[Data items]
::::

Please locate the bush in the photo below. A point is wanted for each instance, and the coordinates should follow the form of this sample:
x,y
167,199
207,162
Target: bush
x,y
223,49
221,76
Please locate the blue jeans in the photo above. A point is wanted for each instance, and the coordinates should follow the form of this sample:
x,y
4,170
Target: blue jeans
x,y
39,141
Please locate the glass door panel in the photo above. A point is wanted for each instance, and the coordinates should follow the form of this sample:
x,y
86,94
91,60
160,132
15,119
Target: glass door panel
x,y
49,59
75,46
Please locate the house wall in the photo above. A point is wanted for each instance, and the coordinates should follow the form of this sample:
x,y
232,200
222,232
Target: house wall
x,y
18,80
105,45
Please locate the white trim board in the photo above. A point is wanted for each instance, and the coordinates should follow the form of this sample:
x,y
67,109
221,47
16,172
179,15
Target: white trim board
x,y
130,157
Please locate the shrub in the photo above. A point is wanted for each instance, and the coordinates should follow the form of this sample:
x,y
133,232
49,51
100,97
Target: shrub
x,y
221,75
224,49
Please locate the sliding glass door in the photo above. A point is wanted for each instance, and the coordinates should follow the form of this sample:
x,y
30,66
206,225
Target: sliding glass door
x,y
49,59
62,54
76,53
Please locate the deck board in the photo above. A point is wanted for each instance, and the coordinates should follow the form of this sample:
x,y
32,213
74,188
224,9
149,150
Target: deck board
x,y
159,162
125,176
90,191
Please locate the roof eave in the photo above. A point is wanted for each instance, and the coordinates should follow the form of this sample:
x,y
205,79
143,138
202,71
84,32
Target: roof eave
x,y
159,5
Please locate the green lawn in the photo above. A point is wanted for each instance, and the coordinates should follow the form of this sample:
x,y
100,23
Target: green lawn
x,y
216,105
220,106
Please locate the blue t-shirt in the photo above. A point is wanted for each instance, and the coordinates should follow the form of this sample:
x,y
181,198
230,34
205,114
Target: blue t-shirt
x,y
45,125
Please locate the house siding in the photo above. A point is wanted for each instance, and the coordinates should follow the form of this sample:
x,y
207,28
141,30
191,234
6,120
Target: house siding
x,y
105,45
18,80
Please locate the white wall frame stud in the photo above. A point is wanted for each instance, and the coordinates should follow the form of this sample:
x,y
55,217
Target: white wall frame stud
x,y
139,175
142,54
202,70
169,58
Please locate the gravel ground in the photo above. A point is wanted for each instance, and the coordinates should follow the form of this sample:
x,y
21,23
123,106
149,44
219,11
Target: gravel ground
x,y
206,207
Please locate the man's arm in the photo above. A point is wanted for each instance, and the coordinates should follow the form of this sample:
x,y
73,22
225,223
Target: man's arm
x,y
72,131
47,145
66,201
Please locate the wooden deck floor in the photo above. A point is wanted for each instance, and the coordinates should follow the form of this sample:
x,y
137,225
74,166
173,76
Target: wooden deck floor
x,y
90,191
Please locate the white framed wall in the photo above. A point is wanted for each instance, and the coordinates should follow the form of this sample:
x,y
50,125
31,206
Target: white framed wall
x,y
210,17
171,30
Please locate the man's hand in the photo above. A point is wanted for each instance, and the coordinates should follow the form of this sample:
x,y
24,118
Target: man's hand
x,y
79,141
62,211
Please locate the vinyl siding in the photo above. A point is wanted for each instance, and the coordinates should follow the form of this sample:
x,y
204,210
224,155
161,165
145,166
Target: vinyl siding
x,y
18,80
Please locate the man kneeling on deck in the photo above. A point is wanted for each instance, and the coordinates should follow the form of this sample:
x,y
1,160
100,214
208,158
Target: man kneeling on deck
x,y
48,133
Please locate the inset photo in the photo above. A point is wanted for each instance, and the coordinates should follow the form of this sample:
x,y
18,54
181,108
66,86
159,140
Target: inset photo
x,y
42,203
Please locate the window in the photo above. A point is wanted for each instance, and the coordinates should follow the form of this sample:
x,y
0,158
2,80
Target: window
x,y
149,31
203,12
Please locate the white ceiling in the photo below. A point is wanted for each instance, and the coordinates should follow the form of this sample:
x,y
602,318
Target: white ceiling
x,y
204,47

::::

Write out every record, exactly as written.

[RESULT OF THE EXERCISE]
Please locate the bush in the photo below. A point is wanted for each instance, and the coordinates should follow the form of this sample:
x,y
167,199
207,162
Target: bush
x,y
223,49
221,76
Please locate the blue jeans in the photo above. A point is wanted for each instance, and the coordinates should follow the form of this sample:
x,y
4,170
Target: blue jeans
x,y
39,141
Please locate the glass door panel in the photo above. A point is wanted for each instance, and the coordinates should follow the form of this sample:
x,y
86,94
91,60
160,132
15,119
Target: glass door panel
x,y
49,59
75,46
Please locate the house wall in the photo above. A point is wanted for each instance, and the coordinates should follow the form of this sample:
x,y
232,200
222,232
Target: house wall
x,y
18,80
105,45
Please locate the white trim board in the photo above. A point is wanted for each instance, and the coordinates should follow the form of this sample:
x,y
67,109
221,47
16,172
179,15
Target: white trim board
x,y
130,157
Please locate the shrub in the photo above. A point is wanted for each instance, and the coordinates should follow the form of this sample:
x,y
133,232
49,51
100,97
Target: shrub
x,y
221,75
224,49
Please locate the sliding glass door in the photo above. A point is wanted for each instance, and the coordinates should follow the form of this sample:
x,y
30,66
206,225
Target: sliding glass door
x,y
49,59
62,54
76,53
Please locate the deck board in the photo above. A point is wanted for each instance, and the coordinates should follow the form of this sample:
x,y
32,213
74,188
224,9
149,150
Target: deck board
x,y
159,162
125,176
90,191
Please locate the roof eave in the photo above. A point is wanted for each instance, and the coordinates should follow the form of this sample:
x,y
205,79
143,138
202,71
84,32
Target: roof eave
x,y
159,5
Please locate the green lawn in the photo above. A point is wanted for each instance, and the coordinates should follow the form of this sample:
x,y
100,23
Target: green lawn
x,y
216,105
220,106
Please locate the blue t-shirt in the photo above. A point is wanted for each instance, and the coordinates should follow the form of this sample:
x,y
181,198
230,34
205,114
Target: blue t-shirt
x,y
45,125
Please locate the house siding in the photo above. A point is wanted for each instance, and the coordinates should follow the form of this sample:
x,y
207,28
141,30
191,234
6,120
Target: house siding
x,y
105,45
18,80
Please locate the white wall frame stud in the photo above. A point is wanted for each instance, and the coordinates should follow the form of this sample:
x,y
55,217
Target: white wall frame stud
x,y
139,175
142,54
202,70
169,58
Please locate the gravel ground in the photo above. A point is wanted for each instance, and the coordinates should follow the form of this sample:
x,y
21,23
123,106
149,44
219,11
Target: gravel ground
x,y
206,207
Please locate the man's arm in the photo above. A point is wanted for each instance, and the coordinates should follow the form of this sample:
x,y
73,22
225,223
Target: man's arm
x,y
72,131
47,145
66,201
Please locate the wooden deck floor in the photo above. A point is wanted for each instance, and the coordinates should follow the form of this sample:
x,y
137,225
74,166
173,76
Target: wooden deck floor
x,y
90,191
Please locate the white framed wall in the photo above. A point is wanted for each instance, and the coordinates should follow the form of this sample:
x,y
50,125
31,206
Target: white framed wall
x,y
210,17
171,30
Please locate the man's hand in the photo above. A point is wanted for each instance, and the coordinates should follow the form of this sample:
x,y
24,118
Target: man's hand
x,y
79,141
62,211
Please locate the vinyl siding in the photo above. A point is wanted for each instance, and the coordinates should follow the form of this sample:
x,y
204,210
224,155
161,165
145,166
Target: vinyl siding
x,y
18,80
Please locate the man kneeling on deck in the photo above. A point is wanted for each instance, and the coordinates should follow the form of this sample:
x,y
1,160
100,214
208,158
Target: man kneeling on deck
x,y
48,133
Please locate the inset photo in the photo above. A point is wanted for each instance, and the coordinates should follow the form of this sample:
x,y
18,54
181,108
66,86
159,140
Target: inset photo
x,y
42,203
Please locate the window in the photo above. A point is wanted for each instance, and the coordinates should follow the form of this sample:
x,y
0,158
2,80
Target: window
x,y
149,31
203,12
Please locate the white ceiling in the photo below. A point is wanted for each instance, and the coordinates should follow the form of this sample:
x,y
602,318
Target: white ceiling
x,y
204,47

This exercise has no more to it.